Point annotation records
○ ○ ○ ○ ○

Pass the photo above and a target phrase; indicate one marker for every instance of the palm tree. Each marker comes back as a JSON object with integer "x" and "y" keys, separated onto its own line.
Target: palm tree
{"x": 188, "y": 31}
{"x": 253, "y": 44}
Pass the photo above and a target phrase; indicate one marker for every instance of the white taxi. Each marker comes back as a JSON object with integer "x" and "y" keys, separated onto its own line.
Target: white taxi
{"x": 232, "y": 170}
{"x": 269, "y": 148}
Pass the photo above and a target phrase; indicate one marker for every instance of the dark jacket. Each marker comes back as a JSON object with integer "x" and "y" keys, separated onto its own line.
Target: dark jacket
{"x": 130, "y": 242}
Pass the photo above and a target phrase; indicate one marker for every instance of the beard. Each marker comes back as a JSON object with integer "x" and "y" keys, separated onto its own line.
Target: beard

○ ○ ○ ○ ○

- **WHAT YOU WILL DO**: Reproduce every line of the records above word for word, leaving nothing out and changing nothing.

- **WRITTEN SOLUTION**:
Pass the photo above and a target phrase; indicate one marker for every instance of the palm tree. Each marker comes back as a JSON object with integer "x" and "y" keys, separated onto its own line.
Target: palm tree
{"x": 188, "y": 31}
{"x": 253, "y": 44}
Pass the photo above and a target phrase; indicate one marker for every instance of the white taxi. Each marker comes back as a JSON object with integer "x" and "y" keys, separated onto its own line.
Target: white taxi
{"x": 232, "y": 170}
{"x": 269, "y": 148}
Pass the photo above and a target phrase; indicate one marker for every instance of the dark jacket. Each marker comes back as a JSON object with integer "x" and "y" keys, separated onto its own line.
Target: dark jacket
{"x": 130, "y": 242}
Pass the photo above and a target phrase; indicate one marker for every instance of the beard. Each marker comes back as a JSON object with integer "x" and "y" keys, separated onto its own line.
Target: beard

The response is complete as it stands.